Data lines -

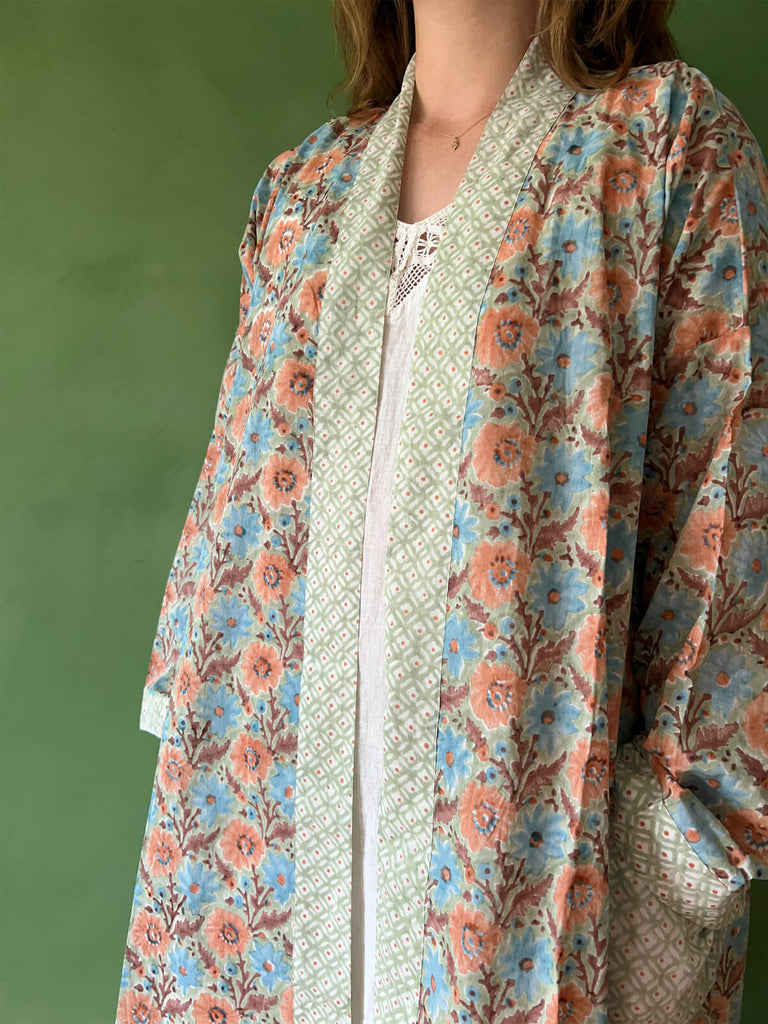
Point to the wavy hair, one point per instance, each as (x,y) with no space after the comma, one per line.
(590,44)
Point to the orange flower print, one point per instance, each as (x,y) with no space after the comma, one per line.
(497,571)
(750,829)
(261,668)
(473,938)
(723,208)
(580,894)
(657,509)
(260,332)
(522,230)
(598,401)
(227,934)
(282,240)
(635,97)
(572,1006)
(214,1010)
(613,291)
(251,760)
(588,768)
(164,854)
(242,845)
(595,520)
(700,540)
(138,1008)
(317,166)
(186,682)
(272,576)
(148,934)
(174,771)
(496,693)
(505,334)
(284,480)
(590,645)
(625,181)
(756,722)
(503,453)
(286,1006)
(310,296)
(293,386)
(484,815)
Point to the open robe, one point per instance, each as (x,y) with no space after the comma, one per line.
(573,796)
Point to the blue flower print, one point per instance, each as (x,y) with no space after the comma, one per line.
(724,675)
(231,617)
(178,616)
(185,969)
(564,474)
(435,983)
(574,242)
(551,717)
(445,871)
(725,280)
(268,963)
(310,251)
(574,146)
(556,591)
(280,337)
(472,416)
(257,435)
(198,884)
(221,708)
(755,445)
(453,757)
(691,404)
(539,836)
(529,963)
(464,529)
(279,875)
(289,695)
(673,613)
(566,355)
(241,527)
(212,797)
(458,644)
(620,551)
(341,176)
(283,788)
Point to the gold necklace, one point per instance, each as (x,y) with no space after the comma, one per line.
(455,138)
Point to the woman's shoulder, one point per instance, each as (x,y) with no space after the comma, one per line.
(675,94)
(327,152)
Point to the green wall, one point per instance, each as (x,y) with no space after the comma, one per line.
(133,135)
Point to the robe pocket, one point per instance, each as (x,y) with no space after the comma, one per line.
(670,914)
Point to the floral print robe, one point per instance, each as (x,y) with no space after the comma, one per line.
(576,767)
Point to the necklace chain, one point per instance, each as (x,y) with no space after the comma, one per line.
(456,136)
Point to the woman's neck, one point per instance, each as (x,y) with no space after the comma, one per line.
(466,52)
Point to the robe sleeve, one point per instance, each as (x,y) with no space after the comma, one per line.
(689,811)
(174,631)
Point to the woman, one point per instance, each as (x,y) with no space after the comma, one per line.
(460,672)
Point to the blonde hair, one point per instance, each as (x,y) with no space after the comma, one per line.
(590,44)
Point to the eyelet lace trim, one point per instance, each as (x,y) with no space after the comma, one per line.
(415,248)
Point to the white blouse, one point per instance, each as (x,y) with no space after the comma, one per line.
(415,247)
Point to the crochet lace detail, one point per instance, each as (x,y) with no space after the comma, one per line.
(415,248)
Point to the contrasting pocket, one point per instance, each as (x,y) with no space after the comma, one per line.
(670,914)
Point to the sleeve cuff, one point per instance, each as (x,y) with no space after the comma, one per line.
(155,707)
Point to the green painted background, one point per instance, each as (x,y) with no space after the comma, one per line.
(133,134)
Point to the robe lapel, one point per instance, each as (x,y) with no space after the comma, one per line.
(419,553)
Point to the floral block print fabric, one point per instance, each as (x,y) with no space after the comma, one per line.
(573,797)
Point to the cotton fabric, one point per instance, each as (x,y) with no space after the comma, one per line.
(574,586)
(415,247)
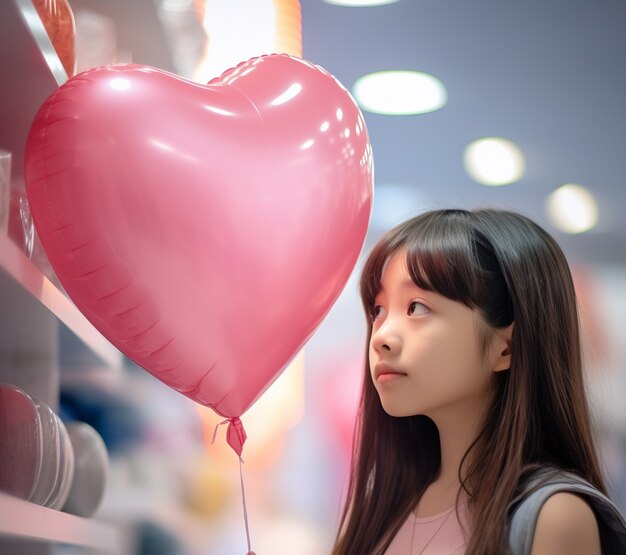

Exercise description - Can you return all the records above verbatim, line for line, with the pictures left out?

Solution for this problem -
Point to the wavy hair, one point per instance, each as (x,y) with no space after the comma, one per line.
(590,44)
Point to the orange flower print, one point per instance, each as (x,y) with no space after the comma, one per line.
(497,571)
(750,829)
(261,668)
(473,938)
(723,208)
(580,894)
(657,509)
(260,332)
(522,230)
(598,401)
(227,934)
(282,240)
(635,97)
(572,1006)
(214,1010)
(613,291)
(251,760)
(588,768)
(164,854)
(242,845)
(595,520)
(700,540)
(138,1008)
(317,166)
(186,682)
(272,576)
(148,934)
(174,771)
(496,693)
(505,334)
(284,480)
(590,645)
(625,181)
(756,722)
(503,453)
(286,1006)
(310,296)
(293,386)
(484,815)
Point to the open robe, one point per instance, each as (x,y) with no space after the comma, one per line.
(573,796)
Point to the blue flower print, one point per instance, each as (x,y) with no space after the comma, one per line.
(724,675)
(231,617)
(178,616)
(185,969)
(564,474)
(435,983)
(574,242)
(551,717)
(445,871)
(725,280)
(268,963)
(310,251)
(574,146)
(556,591)
(280,337)
(472,416)
(257,435)
(198,884)
(221,708)
(755,445)
(453,757)
(691,404)
(539,836)
(529,963)
(464,529)
(279,875)
(289,695)
(673,613)
(566,355)
(241,527)
(212,797)
(458,644)
(620,551)
(341,176)
(283,788)
Point to the gold necklace, one point per instance, each as (x,y) with no space after the comma, one per line.
(455,138)
Point to the woman's shoulder, one point per instance, each as (x,y) with no space after the comma, one per line.
(675,94)
(327,152)
Point to the green wall, one point per instance, each as (x,y) with no space after the comma, one per line.
(133,135)
Point to the robe pocket, one point per instance, each as (x,y) with no space after the comma, one per line.
(670,914)
Point to the floral print robe, one point per instance, each as (x,y) with no space after the comma, one per line.
(576,767)
Point to the necklace chain, one point per instance, each as (x,y) with no space after the comma, one per line.
(456,136)
Point to the woman's neck, one point per instance, each as (x,y) with no space after the comma, one per line.
(466,52)
Point to the robe sleeve, one point per instance, each as (x,y) with no space after the comma, one per line.
(689,811)
(174,631)
Point to the woman, one point per instance, each as (x,y) with no space after the comma, one per line.
(460,672)
Point to the blonde hair, one point per instance, each as (x,y) with no space after the comma, one per line.
(590,44)
Point to the eyelet lace trim, one point per instance, each as (x,y) with no space after the comma, one per line.
(415,248)
Point to the white blouse, one point per instance, each as (x,y) with no space after the comma, one per line.
(415,247)
Point to the crochet lace detail, one point per instance, each as (x,y) with no space after the comma, one per line.
(415,248)
Point to the contrasting pocket, one point per instance, each as (x,y) with no space after the comma, one per line.
(670,914)
Point to the sleeve cuff, one point per instance, each as (x,y) with no space after the comma, one per line.
(155,707)
Point to the green painted background, one point per instance, each as (x,y) with no space after the comma, one per line.
(133,134)
Point to the robe lapel, one point per instance, each as (x,y) with no space after the comma, one per line.
(419,553)
Point to the floral block print fabric, one point per instance, each as (x,y) with no space after the comma, one per line.
(573,797)
Point to the cotton fabric, one point per instance, each as (x,y) with no space after the comma, one per line.
(574,586)
(415,247)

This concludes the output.